--- begin ---

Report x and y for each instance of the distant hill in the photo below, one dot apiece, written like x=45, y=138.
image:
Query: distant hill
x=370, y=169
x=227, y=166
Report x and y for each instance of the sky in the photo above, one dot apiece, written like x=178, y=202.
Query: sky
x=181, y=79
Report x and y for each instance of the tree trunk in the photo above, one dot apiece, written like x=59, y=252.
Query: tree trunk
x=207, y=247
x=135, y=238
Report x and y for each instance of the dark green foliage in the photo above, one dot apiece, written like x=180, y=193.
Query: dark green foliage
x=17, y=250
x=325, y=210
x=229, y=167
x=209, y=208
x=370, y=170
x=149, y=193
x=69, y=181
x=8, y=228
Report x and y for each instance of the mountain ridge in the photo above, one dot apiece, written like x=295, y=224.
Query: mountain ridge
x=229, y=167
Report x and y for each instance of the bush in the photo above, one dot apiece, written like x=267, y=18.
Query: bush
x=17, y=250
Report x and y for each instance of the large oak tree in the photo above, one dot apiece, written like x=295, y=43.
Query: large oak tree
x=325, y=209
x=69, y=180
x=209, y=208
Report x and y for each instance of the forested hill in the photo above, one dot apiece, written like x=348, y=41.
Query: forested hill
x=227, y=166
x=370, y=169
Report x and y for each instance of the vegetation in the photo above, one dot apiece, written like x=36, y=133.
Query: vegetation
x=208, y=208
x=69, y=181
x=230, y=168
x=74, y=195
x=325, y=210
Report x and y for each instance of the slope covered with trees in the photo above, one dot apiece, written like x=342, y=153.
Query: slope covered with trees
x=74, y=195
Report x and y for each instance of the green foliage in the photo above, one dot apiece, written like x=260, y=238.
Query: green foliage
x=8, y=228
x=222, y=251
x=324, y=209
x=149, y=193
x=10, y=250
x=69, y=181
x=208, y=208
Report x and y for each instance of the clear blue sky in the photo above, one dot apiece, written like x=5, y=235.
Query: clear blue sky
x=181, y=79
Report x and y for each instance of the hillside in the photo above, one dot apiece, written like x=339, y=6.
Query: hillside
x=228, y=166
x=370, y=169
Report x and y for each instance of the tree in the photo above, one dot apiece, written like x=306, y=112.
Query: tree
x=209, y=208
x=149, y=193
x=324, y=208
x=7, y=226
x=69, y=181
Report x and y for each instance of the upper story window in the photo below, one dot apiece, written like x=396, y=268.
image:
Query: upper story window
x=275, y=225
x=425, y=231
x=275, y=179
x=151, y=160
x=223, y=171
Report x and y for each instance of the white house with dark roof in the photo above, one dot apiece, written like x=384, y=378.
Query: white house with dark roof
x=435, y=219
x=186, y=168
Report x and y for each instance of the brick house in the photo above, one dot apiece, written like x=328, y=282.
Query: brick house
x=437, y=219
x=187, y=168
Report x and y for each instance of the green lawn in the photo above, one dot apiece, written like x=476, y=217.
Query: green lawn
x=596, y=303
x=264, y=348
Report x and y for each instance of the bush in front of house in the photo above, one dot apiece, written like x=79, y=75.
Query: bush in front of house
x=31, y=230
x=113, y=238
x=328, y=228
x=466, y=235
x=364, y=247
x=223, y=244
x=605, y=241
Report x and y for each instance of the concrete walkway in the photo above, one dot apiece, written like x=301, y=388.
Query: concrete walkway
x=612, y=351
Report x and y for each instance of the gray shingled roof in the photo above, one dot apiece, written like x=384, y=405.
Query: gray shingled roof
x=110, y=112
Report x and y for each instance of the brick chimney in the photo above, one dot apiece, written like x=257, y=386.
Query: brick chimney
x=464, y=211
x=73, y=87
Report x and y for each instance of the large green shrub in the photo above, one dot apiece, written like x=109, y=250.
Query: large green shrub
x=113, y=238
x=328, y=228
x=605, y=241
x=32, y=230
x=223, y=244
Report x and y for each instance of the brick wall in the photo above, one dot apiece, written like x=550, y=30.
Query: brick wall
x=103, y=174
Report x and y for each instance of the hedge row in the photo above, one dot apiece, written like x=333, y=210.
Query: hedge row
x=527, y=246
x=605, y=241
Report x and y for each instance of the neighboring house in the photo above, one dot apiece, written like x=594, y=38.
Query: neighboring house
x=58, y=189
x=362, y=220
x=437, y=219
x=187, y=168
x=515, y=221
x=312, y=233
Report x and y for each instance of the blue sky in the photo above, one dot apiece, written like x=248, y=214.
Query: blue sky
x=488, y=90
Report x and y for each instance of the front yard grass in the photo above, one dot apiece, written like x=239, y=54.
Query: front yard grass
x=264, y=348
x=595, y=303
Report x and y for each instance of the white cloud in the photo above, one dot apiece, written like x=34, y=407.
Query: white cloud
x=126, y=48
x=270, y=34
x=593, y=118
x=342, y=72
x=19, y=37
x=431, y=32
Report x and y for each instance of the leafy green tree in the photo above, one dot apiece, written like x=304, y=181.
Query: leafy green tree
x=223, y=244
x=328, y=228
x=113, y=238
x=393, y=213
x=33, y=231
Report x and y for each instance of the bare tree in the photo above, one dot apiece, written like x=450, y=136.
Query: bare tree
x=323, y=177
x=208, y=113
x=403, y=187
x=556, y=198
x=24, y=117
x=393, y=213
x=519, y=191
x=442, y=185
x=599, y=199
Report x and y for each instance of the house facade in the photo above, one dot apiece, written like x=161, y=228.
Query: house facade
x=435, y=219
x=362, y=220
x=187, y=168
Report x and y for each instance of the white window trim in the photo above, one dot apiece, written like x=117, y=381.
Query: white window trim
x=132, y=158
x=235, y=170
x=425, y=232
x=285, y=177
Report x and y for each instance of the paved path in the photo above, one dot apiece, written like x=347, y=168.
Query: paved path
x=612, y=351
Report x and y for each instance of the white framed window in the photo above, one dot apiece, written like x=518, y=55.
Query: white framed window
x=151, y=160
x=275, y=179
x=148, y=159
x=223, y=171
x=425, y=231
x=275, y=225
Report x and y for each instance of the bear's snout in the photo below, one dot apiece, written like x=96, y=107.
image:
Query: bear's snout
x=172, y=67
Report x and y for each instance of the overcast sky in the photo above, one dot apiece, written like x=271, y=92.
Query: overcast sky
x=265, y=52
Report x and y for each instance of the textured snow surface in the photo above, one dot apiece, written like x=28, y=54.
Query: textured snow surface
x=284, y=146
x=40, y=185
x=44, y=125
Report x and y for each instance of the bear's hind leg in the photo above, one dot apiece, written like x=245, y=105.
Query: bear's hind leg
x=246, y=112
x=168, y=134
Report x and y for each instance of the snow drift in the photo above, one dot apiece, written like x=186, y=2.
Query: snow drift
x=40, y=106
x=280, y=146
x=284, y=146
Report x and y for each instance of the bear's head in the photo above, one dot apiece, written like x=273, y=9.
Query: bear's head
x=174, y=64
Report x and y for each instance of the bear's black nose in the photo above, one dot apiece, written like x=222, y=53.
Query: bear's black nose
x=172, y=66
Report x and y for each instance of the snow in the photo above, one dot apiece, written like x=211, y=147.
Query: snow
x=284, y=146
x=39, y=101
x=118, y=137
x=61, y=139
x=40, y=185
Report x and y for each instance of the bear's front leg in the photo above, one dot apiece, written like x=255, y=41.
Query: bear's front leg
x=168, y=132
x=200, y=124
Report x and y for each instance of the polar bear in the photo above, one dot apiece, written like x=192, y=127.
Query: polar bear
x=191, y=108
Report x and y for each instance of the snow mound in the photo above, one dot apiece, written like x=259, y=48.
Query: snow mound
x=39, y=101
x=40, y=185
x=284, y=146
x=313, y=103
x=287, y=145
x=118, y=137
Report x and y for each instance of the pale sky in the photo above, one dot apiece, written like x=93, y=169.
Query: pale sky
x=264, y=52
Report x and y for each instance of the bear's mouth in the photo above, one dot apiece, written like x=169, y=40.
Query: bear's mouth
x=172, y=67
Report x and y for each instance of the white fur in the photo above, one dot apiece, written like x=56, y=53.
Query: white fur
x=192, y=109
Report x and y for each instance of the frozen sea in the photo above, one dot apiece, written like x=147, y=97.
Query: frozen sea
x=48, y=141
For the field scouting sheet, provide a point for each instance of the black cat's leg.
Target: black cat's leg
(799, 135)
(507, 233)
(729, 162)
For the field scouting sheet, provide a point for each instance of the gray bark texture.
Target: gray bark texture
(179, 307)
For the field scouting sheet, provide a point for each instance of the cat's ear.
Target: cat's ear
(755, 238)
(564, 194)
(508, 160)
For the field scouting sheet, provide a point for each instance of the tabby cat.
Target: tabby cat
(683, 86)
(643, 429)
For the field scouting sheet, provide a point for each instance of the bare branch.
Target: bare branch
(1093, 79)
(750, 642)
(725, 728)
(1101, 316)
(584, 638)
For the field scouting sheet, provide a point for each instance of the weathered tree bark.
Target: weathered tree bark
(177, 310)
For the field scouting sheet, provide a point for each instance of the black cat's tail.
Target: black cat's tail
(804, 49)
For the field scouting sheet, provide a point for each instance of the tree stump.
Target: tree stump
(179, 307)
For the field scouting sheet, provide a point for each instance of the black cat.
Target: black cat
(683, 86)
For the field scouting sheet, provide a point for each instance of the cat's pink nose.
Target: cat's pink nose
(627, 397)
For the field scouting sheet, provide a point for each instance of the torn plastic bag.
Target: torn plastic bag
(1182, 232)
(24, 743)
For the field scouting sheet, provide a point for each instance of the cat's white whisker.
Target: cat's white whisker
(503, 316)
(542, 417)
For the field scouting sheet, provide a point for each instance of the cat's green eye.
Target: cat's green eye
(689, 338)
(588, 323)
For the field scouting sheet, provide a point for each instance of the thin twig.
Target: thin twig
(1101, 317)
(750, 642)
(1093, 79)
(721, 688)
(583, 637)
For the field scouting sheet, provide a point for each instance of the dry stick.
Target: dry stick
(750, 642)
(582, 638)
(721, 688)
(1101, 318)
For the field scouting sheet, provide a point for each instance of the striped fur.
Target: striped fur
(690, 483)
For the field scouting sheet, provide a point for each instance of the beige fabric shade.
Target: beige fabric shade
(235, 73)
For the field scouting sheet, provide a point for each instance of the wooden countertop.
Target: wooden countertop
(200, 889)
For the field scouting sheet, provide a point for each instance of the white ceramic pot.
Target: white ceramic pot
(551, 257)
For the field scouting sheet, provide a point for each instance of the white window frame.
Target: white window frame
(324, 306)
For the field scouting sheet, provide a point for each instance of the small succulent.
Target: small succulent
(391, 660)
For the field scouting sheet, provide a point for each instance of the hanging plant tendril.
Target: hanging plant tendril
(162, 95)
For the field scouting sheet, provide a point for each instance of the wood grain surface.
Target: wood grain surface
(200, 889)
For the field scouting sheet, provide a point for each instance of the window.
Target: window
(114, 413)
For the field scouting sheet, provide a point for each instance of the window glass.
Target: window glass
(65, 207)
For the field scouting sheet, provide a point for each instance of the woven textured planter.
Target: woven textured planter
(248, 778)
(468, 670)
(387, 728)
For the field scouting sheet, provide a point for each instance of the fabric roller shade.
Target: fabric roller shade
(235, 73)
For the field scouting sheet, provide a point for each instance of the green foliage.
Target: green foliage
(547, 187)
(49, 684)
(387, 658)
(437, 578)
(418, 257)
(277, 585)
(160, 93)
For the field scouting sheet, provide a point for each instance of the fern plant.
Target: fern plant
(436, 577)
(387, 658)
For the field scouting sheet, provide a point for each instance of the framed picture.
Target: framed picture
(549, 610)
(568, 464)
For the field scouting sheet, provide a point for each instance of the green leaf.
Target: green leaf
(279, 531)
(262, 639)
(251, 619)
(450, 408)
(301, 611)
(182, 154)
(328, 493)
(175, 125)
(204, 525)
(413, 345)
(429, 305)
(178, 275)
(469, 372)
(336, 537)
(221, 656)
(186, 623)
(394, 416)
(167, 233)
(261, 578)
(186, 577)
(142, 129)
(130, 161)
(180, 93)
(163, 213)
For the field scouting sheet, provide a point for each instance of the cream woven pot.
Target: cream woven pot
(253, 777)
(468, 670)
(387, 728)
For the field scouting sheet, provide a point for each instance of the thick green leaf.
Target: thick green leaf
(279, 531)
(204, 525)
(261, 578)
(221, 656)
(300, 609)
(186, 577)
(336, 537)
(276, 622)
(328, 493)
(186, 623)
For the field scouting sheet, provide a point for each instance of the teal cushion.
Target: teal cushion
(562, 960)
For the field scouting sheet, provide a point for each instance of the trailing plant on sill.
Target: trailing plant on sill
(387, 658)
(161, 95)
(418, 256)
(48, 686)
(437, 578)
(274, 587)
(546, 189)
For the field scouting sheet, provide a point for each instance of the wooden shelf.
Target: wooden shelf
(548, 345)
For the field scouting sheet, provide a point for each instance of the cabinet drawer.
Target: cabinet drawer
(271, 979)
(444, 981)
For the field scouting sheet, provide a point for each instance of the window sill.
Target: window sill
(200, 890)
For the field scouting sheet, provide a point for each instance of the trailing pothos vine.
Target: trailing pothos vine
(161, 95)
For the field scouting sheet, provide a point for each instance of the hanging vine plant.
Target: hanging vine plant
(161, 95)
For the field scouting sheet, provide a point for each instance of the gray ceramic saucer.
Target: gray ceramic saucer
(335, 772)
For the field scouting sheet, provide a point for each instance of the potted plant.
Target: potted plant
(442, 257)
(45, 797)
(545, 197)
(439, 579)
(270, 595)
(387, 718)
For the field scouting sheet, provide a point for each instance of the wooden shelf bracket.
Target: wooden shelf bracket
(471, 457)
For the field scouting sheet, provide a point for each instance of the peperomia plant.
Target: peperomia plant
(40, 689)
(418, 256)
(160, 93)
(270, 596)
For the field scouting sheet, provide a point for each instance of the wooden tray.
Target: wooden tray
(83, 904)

--- end ---

## Set exercise
Repeat precisely the lines of the data starting at the one containing "trailing pothos vine.", last line included.

## Result of this exercise
For the field scouting sheet, provide a point for each instance of the trailing pothos vine.
Target: trailing pothos vine
(161, 95)
For the field scouting sheet, provide a point for each instance of the hanging vine plant.
Target: hanging vine plant
(161, 95)
For the field scouting sheet, provide a point for each instance of the gray ceramic saucer.
Target: gray ceramic saucer
(335, 772)
For the field scouting sheet, provide a point for each instance of the potted plant.
Target: potted plant
(442, 257)
(45, 797)
(545, 197)
(439, 579)
(270, 595)
(387, 718)
For the field scouting sheet, provide a point for each instance of the wooden shelf bracket.
Target: wooden shelf bracket
(471, 457)
For the field scouting sheet, provide a point for each instance of the peperomia plant.
Target: peperomia plant
(40, 689)
(418, 256)
(160, 93)
(270, 596)
For the field scouting sheet, provide a point for each instance of the wooden tray.
Target: wooden tray
(83, 904)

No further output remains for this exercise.